==== DATA SHOWN ====
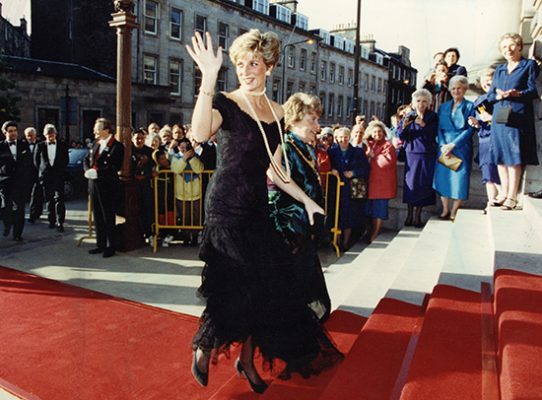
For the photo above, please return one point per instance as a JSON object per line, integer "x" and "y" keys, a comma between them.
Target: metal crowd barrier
{"x": 170, "y": 213}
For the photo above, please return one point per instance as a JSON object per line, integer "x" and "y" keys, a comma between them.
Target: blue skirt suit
{"x": 514, "y": 143}
{"x": 454, "y": 128}
{"x": 420, "y": 145}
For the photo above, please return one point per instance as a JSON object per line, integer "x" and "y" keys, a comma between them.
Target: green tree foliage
{"x": 8, "y": 99}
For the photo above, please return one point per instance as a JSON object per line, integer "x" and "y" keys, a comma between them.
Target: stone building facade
{"x": 14, "y": 40}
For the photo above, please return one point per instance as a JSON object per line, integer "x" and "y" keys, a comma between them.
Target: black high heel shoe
{"x": 256, "y": 387}
{"x": 201, "y": 377}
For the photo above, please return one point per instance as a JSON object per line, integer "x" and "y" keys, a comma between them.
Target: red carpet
{"x": 518, "y": 300}
{"x": 64, "y": 342}
{"x": 447, "y": 363}
{"x": 371, "y": 368}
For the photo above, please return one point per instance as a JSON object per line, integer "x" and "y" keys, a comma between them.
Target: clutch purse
{"x": 502, "y": 115}
{"x": 358, "y": 188}
{"x": 452, "y": 161}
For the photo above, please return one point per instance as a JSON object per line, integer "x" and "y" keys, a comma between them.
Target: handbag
{"x": 452, "y": 161}
{"x": 358, "y": 188}
{"x": 502, "y": 115}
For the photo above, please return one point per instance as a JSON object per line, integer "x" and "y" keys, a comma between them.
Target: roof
{"x": 53, "y": 68}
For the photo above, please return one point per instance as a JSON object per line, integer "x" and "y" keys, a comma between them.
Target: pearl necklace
{"x": 285, "y": 177}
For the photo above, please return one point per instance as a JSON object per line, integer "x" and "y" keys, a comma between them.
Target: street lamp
{"x": 283, "y": 55}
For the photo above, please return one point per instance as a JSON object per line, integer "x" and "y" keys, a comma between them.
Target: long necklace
{"x": 285, "y": 177}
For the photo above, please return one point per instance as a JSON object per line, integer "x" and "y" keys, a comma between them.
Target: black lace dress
{"x": 247, "y": 280}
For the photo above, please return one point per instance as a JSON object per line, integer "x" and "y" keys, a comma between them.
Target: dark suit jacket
{"x": 107, "y": 164}
{"x": 52, "y": 171}
{"x": 16, "y": 176}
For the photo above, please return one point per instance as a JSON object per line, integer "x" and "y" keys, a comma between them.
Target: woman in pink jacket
{"x": 382, "y": 175}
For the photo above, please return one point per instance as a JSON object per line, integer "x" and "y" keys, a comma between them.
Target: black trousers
{"x": 103, "y": 211}
{"x": 36, "y": 200}
{"x": 13, "y": 215}
{"x": 54, "y": 195}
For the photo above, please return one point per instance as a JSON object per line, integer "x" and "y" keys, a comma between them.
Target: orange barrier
{"x": 172, "y": 213}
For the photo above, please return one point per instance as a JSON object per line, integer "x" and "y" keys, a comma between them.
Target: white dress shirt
{"x": 51, "y": 152}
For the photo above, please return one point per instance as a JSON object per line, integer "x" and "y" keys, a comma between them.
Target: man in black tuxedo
{"x": 102, "y": 166}
{"x": 36, "y": 194}
{"x": 52, "y": 160}
{"x": 15, "y": 179}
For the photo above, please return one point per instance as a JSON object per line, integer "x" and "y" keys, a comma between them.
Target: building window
{"x": 331, "y": 105}
{"x": 313, "y": 63}
{"x": 261, "y": 6}
{"x": 150, "y": 69}
{"x": 222, "y": 79}
{"x": 197, "y": 80}
{"x": 341, "y": 75}
{"x": 323, "y": 101}
{"x": 201, "y": 25}
{"x": 289, "y": 89}
{"x": 290, "y": 57}
{"x": 276, "y": 89}
{"x": 348, "y": 106}
{"x": 223, "y": 35}
{"x": 303, "y": 60}
{"x": 175, "y": 76}
{"x": 323, "y": 70}
{"x": 176, "y": 23}
{"x": 152, "y": 12}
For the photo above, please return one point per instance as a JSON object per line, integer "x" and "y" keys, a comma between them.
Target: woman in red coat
{"x": 382, "y": 175}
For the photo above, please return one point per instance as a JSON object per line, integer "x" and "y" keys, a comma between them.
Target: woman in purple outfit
{"x": 418, "y": 131}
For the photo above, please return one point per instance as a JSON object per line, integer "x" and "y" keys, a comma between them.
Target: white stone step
{"x": 533, "y": 210}
{"x": 423, "y": 267}
{"x": 469, "y": 258}
{"x": 381, "y": 274}
{"x": 514, "y": 240}
{"x": 343, "y": 276}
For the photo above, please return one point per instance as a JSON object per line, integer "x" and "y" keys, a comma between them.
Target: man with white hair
{"x": 36, "y": 195}
{"x": 52, "y": 161}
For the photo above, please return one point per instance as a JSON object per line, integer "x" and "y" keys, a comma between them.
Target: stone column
{"x": 124, "y": 21}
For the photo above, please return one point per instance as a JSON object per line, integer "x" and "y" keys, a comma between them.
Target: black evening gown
{"x": 247, "y": 280}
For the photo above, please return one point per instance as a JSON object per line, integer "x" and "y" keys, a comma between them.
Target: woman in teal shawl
{"x": 301, "y": 114}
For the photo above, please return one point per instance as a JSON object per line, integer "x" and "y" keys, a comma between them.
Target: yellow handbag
{"x": 452, "y": 161}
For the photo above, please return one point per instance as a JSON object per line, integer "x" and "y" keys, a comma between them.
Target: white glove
{"x": 91, "y": 174}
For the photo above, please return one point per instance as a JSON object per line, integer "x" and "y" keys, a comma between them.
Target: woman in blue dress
{"x": 301, "y": 114}
{"x": 348, "y": 162}
{"x": 513, "y": 140}
{"x": 418, "y": 131}
{"x": 482, "y": 123}
{"x": 454, "y": 139}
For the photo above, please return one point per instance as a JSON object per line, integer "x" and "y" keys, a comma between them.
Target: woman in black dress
{"x": 252, "y": 297}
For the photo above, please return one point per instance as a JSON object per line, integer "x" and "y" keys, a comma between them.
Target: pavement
{"x": 167, "y": 279}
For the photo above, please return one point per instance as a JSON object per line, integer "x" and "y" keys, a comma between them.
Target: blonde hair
{"x": 298, "y": 105}
{"x": 266, "y": 45}
{"x": 516, "y": 37}
{"x": 372, "y": 126}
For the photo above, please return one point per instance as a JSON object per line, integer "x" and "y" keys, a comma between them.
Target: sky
{"x": 424, "y": 26}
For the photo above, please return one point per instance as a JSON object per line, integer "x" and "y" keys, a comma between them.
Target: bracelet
{"x": 205, "y": 93}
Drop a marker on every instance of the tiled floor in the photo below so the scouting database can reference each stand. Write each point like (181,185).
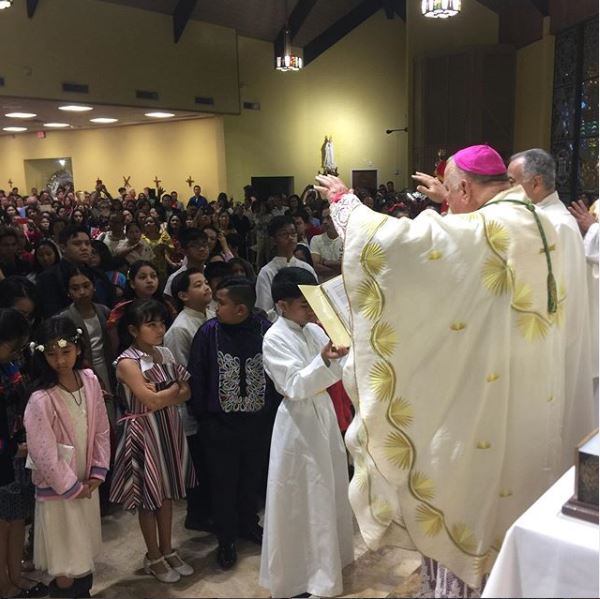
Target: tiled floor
(389,572)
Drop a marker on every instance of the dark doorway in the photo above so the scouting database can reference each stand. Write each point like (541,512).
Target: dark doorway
(366,179)
(266,186)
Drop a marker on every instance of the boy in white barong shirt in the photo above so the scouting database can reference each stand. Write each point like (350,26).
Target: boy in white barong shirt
(307,536)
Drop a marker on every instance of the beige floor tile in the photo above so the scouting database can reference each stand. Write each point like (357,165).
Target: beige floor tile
(119,573)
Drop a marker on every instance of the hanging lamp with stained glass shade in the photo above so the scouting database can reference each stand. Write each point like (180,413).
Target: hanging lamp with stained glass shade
(287,61)
(440,9)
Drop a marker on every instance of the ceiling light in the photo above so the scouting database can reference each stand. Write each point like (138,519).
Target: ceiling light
(287,61)
(20,115)
(75,108)
(440,9)
(159,115)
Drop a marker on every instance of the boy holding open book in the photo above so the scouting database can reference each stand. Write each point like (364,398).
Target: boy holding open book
(308,521)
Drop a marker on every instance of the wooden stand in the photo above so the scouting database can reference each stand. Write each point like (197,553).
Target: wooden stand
(582,511)
(584,503)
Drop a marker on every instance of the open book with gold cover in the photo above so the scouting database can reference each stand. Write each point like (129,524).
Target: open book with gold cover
(330,303)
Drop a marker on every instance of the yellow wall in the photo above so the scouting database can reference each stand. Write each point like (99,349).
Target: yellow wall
(171,151)
(533,93)
(474,25)
(116,50)
(353,92)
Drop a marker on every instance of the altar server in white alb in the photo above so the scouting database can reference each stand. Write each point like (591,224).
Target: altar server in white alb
(535,170)
(458,337)
(307,536)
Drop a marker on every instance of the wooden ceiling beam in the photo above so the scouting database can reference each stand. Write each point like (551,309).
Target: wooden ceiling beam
(181,16)
(388,7)
(494,5)
(339,29)
(31,8)
(394,8)
(299,15)
(543,6)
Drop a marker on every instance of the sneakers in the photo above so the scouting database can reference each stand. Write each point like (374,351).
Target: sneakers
(178,564)
(164,574)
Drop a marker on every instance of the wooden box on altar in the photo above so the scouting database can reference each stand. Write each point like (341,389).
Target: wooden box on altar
(584,504)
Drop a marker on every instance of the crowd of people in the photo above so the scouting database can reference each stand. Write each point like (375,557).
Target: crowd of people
(146,344)
(108,393)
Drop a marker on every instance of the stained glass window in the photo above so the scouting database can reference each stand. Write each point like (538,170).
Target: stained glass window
(575,111)
(587,177)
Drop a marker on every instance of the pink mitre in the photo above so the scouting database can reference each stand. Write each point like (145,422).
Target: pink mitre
(480,160)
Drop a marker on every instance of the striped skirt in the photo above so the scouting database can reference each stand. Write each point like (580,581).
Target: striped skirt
(152,461)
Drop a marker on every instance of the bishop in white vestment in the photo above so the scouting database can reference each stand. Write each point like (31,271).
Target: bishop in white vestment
(457,332)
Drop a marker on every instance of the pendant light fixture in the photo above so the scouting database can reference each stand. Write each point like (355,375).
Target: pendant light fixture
(286,60)
(440,9)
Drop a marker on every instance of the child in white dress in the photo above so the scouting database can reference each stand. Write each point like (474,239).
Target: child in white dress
(69,450)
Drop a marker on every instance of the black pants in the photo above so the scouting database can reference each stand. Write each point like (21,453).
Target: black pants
(234,447)
(199,501)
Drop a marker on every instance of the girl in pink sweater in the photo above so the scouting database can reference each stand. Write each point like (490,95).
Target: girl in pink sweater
(69,450)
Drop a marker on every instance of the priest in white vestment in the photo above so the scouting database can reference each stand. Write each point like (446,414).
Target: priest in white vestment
(535,170)
(590,228)
(457,331)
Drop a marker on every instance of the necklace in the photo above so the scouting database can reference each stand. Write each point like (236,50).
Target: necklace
(78,400)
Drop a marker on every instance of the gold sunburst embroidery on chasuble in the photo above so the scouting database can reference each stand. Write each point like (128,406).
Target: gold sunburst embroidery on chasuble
(370,299)
(373,258)
(382,381)
(400,412)
(384,339)
(398,450)
(382,511)
(422,486)
(463,536)
(430,520)
(480,258)
(496,275)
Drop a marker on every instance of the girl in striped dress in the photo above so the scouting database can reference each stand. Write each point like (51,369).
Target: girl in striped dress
(152,462)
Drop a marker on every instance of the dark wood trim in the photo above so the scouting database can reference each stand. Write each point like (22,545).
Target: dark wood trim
(339,29)
(299,15)
(565,13)
(181,16)
(494,5)
(543,6)
(31,7)
(394,8)
(388,7)
(520,24)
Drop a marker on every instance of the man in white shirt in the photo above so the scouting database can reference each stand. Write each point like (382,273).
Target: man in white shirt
(194,244)
(326,250)
(534,170)
(284,235)
(193,294)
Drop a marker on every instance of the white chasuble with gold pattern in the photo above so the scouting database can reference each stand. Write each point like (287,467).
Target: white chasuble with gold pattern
(455,373)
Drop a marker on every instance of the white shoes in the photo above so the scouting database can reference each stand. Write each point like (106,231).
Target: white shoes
(178,564)
(165,574)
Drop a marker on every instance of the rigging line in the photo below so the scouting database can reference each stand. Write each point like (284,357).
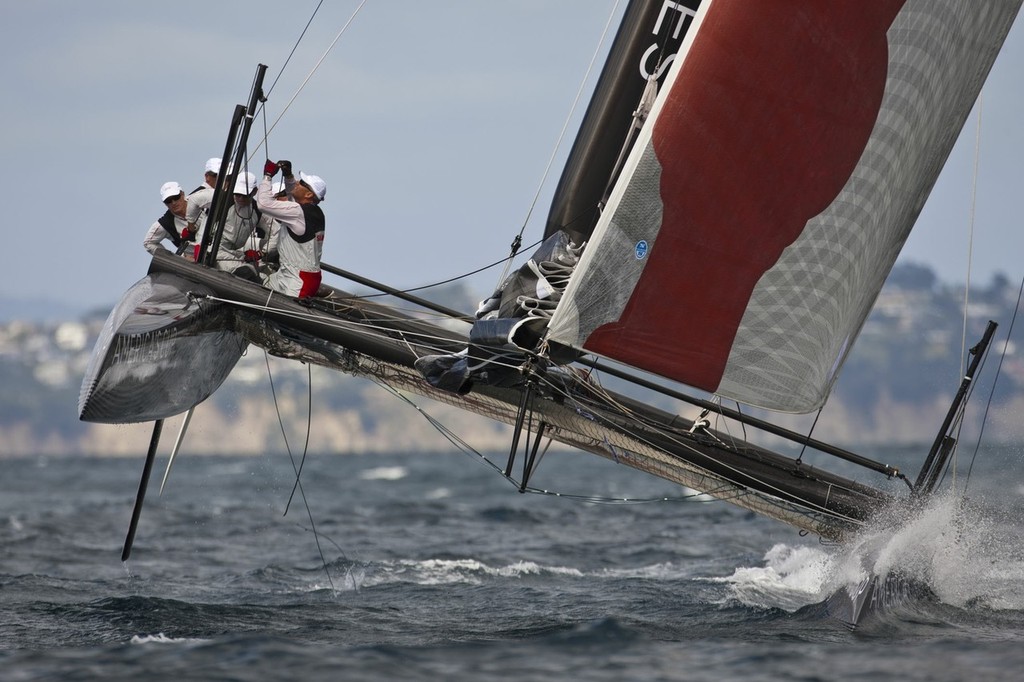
====
"below" is the string to look for; please copy every line of the records above where it appears.

Drop a marker on every instance of the tiled floor in the photo below so the scouting database can reference each stand. Write each point like (181,185).
Drop a marker on every instance of the rigging line in the photo below so the scouting database can reference each stand. Write each point like (284,357).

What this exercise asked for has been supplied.